* [FRAGMENTO SELECCIONADO]
════════
No hay médicos en las zonas rurales, hay que conseguir que los médicos (las médicas, realmente) vayan a trabajar en esas zonas, pero yo no. Yo ya tengo unos años, prefiero un centro grande, sin guardias, sin emergencias en medio del campo, con apoyo de compañeros, cerca de los colegios de mis hijos, de los centros de decisión, de las oportunidades, de los contactos.

Hay que disminuir el desperdicio, la contaminación, las basuras… pero yo no. ¡Cómo voy a dejar el coche y limitarme al transporte público!Yo necesito independencia, libertad de movimiento. ¡Usar material reciclado! ¡Viajar menos!

Hay demasiada lista de espera en sanidad, hay que dejar de atender cosas poco importantes, pero a mí no. ¡Cómo no voy a ir por estos mocos, este catarro, esta duda, esta picadura!

Hay que mejorar los salarios, pero a ellos no: ¡qué sube el café, los hoteles, los servicios, la limpieza, las verduras!

Hay que arreglar el problema de la vivienda, controlar los precios, favorecer el alquiler para a vida y no para el turismo . Pero a mí no: que la casa del abuelo la hemos arreglado para los turistas y es una pasta cada mes, que me voy de viaje una vez al trimestre y siempre consigo un alojamiento en el centro de la ciudad, que ya no uso hoteles, que esos pisos vacacionales en un barrio popular son tan auténticos.
════════
[Datos extraídos de una colección]
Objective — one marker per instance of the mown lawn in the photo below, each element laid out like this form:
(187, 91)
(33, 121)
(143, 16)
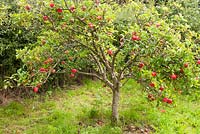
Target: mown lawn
(86, 110)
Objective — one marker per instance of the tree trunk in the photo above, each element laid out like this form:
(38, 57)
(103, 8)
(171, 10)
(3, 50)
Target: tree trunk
(115, 103)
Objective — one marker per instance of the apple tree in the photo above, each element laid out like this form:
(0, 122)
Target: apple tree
(119, 43)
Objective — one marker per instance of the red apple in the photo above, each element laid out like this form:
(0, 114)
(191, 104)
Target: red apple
(162, 111)
(169, 101)
(74, 71)
(27, 7)
(181, 70)
(134, 33)
(110, 52)
(186, 65)
(43, 70)
(173, 76)
(43, 42)
(150, 96)
(72, 75)
(198, 62)
(84, 8)
(39, 85)
(53, 71)
(72, 9)
(71, 20)
(63, 62)
(59, 10)
(35, 89)
(158, 25)
(70, 58)
(153, 74)
(161, 88)
(45, 18)
(165, 99)
(99, 17)
(51, 5)
(135, 38)
(66, 52)
(141, 65)
(50, 60)
(91, 25)
(152, 84)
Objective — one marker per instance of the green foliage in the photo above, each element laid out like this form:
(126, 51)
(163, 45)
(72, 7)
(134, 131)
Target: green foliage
(17, 30)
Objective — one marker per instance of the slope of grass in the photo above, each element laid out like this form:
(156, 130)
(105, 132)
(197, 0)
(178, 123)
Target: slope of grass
(86, 109)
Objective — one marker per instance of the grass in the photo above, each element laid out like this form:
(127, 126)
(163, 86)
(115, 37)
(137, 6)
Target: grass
(87, 110)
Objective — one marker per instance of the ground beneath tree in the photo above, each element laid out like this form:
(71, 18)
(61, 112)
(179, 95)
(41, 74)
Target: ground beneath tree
(86, 110)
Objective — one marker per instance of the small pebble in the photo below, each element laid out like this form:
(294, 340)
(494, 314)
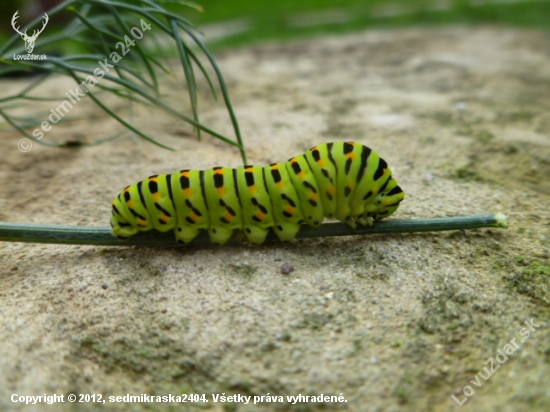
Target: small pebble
(286, 268)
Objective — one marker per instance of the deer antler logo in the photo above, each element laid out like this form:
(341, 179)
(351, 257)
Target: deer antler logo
(29, 40)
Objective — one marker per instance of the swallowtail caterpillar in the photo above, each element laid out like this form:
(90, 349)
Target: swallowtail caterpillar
(344, 181)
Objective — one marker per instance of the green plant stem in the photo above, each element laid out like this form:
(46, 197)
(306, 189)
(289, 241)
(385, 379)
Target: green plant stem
(101, 236)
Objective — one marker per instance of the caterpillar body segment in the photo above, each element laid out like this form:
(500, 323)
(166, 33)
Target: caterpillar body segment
(344, 180)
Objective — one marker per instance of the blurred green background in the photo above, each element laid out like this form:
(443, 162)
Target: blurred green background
(239, 22)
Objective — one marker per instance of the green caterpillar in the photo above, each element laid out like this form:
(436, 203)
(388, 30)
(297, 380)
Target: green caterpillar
(344, 181)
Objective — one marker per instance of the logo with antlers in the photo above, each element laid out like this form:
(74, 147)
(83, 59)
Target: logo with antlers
(29, 40)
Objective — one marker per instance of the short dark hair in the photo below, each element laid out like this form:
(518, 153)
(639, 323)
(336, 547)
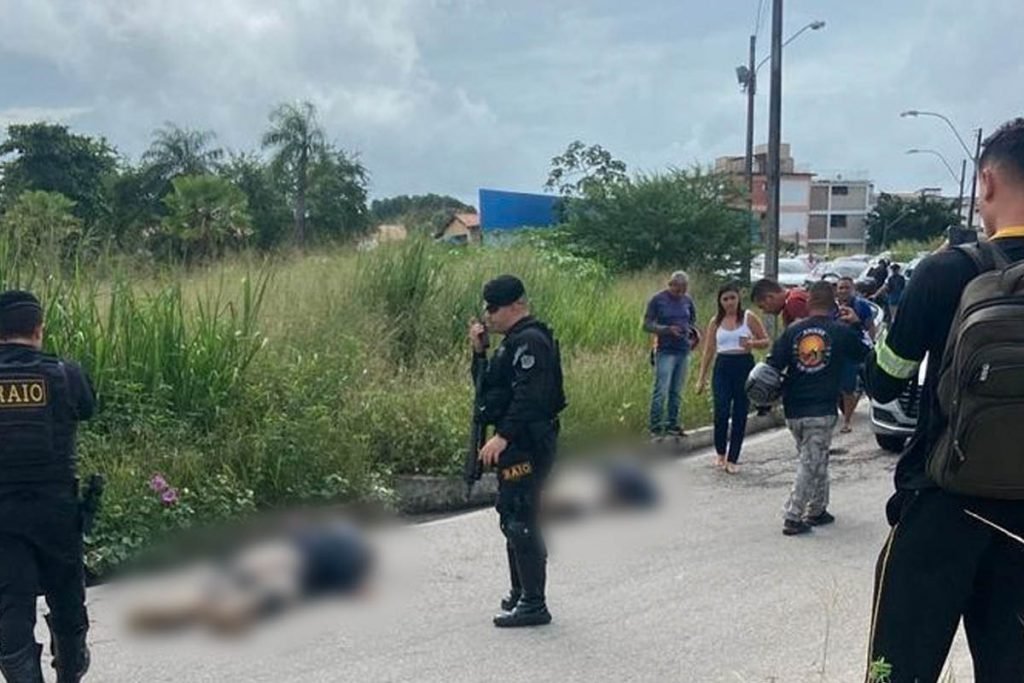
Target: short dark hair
(763, 288)
(20, 313)
(821, 296)
(1006, 147)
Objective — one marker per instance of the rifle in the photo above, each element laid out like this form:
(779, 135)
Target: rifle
(473, 467)
(90, 501)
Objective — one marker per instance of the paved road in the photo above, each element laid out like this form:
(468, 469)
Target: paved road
(706, 589)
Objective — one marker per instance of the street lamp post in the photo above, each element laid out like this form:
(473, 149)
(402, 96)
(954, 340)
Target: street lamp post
(748, 77)
(973, 157)
(952, 173)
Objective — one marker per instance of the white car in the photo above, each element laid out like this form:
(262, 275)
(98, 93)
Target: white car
(792, 272)
(895, 422)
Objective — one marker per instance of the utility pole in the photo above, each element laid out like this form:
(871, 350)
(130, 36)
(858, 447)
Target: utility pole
(960, 200)
(752, 86)
(974, 182)
(774, 143)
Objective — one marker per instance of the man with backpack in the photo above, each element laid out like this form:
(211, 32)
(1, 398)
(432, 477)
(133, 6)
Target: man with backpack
(955, 549)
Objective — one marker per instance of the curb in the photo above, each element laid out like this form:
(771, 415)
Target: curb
(419, 494)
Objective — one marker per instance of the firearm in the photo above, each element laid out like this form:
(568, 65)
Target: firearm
(473, 467)
(90, 501)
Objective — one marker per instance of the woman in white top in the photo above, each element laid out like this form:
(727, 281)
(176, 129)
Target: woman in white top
(732, 335)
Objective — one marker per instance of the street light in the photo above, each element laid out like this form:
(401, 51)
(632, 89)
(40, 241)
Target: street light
(952, 173)
(748, 77)
(915, 113)
(973, 157)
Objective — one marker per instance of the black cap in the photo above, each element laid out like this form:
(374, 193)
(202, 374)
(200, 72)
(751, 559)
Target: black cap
(12, 299)
(504, 290)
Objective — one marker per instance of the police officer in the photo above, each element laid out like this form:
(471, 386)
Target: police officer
(941, 562)
(521, 396)
(42, 398)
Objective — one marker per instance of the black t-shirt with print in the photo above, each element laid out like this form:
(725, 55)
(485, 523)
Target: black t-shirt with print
(812, 353)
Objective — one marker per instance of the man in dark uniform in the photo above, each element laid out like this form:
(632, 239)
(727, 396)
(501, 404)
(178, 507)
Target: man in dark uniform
(521, 396)
(944, 560)
(41, 400)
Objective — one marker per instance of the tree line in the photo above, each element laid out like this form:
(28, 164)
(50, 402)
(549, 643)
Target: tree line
(187, 198)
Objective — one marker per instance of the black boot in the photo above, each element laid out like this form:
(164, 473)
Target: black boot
(531, 609)
(512, 599)
(23, 667)
(71, 654)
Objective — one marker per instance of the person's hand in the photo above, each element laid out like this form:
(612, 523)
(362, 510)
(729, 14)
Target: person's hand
(493, 450)
(477, 335)
(848, 315)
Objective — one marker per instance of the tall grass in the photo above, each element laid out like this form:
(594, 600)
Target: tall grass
(257, 382)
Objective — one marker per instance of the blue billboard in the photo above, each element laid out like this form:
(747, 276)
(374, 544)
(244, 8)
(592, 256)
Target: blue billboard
(501, 210)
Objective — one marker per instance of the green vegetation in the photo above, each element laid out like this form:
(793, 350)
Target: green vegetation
(256, 383)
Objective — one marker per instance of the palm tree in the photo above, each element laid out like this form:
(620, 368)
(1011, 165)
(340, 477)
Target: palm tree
(175, 152)
(298, 140)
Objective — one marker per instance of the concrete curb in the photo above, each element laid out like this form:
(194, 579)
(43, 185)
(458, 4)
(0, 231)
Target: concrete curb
(421, 494)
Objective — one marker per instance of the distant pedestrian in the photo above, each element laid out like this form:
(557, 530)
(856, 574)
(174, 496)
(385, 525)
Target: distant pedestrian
(672, 317)
(731, 337)
(864, 326)
(772, 299)
(892, 292)
(812, 353)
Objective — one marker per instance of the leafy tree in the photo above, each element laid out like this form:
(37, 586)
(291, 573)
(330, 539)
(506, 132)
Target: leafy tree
(675, 219)
(206, 214)
(337, 196)
(267, 199)
(43, 225)
(177, 152)
(920, 219)
(585, 171)
(48, 158)
(297, 140)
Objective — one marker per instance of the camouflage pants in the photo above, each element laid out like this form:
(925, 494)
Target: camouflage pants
(810, 492)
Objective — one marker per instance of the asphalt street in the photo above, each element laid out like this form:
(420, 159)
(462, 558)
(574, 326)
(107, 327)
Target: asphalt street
(704, 589)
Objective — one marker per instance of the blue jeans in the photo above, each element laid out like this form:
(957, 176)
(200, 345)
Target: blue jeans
(670, 376)
(728, 385)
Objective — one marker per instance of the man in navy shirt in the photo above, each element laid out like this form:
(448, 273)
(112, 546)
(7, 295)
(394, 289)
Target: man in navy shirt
(812, 352)
(864, 326)
(672, 317)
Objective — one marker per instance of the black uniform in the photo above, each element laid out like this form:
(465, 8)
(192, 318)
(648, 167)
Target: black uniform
(41, 400)
(521, 397)
(939, 563)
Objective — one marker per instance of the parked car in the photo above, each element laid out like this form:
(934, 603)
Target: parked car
(894, 423)
(835, 270)
(792, 272)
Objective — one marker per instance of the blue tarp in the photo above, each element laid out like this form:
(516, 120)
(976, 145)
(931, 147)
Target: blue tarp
(502, 210)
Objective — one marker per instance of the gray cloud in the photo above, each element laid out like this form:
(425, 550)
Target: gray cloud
(449, 95)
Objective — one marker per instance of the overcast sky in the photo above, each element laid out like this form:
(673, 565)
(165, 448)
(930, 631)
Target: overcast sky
(452, 95)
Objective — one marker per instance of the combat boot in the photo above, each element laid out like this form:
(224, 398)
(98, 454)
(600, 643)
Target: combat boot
════════
* [INSTRUCCIONES A SEGUIR] Según el fragmento, ¿para quién se ha arreglado la casa del abuelo? El listado es un material independiente del fragmento.

* [TU RESPUESTA] Para los turistas.